** Record extracts **
-=-=-

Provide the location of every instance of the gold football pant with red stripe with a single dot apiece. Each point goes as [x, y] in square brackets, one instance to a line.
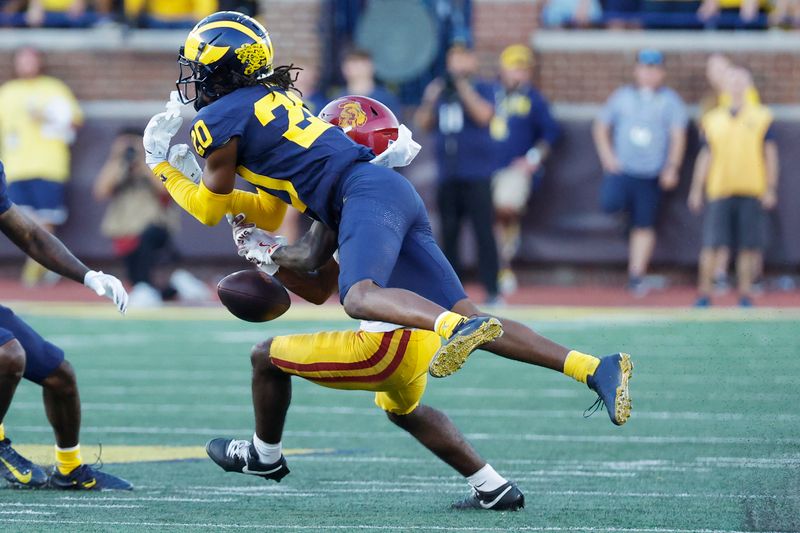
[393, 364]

-=-=-

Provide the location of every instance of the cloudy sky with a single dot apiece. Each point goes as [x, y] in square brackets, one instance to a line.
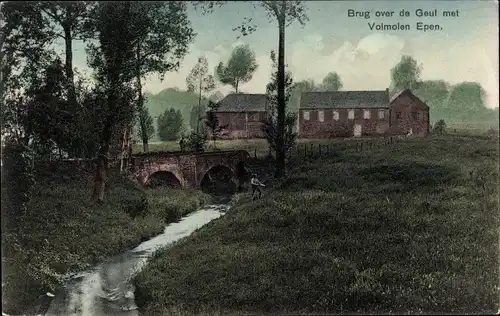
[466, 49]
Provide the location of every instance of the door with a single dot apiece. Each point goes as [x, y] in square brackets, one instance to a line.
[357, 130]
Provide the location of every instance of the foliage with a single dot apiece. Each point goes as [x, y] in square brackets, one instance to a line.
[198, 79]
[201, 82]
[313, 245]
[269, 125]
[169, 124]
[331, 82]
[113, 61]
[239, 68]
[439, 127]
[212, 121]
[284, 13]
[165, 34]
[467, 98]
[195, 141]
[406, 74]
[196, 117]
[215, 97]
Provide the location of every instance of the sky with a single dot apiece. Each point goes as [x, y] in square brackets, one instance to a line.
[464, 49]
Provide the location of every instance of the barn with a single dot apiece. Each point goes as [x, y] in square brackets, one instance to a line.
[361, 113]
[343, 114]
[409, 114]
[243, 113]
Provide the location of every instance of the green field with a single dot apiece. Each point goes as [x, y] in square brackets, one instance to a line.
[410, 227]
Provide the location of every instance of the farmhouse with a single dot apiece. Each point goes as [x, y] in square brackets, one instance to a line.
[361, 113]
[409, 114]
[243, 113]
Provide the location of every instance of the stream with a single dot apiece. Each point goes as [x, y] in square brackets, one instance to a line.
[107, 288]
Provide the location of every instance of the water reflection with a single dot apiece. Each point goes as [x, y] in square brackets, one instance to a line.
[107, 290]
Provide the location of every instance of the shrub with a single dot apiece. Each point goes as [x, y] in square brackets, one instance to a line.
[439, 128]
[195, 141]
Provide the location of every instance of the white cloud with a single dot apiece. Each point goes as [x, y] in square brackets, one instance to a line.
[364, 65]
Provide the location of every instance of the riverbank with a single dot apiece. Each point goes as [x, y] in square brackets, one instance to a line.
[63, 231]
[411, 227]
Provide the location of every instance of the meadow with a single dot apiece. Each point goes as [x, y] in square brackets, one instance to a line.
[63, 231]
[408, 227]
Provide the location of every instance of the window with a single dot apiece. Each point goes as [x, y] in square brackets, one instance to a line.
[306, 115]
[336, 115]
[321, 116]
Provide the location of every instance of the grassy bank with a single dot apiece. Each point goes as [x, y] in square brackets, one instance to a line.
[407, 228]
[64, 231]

-=-=-

** What is asked **
Extract every line from the items above that contains the word "gold". Case counts.

** Output **
Provide the location of every instance of the gold football pant with red stripe with a single dot apiece. Each point goes as [x, y] in square brackets, one instance to a line.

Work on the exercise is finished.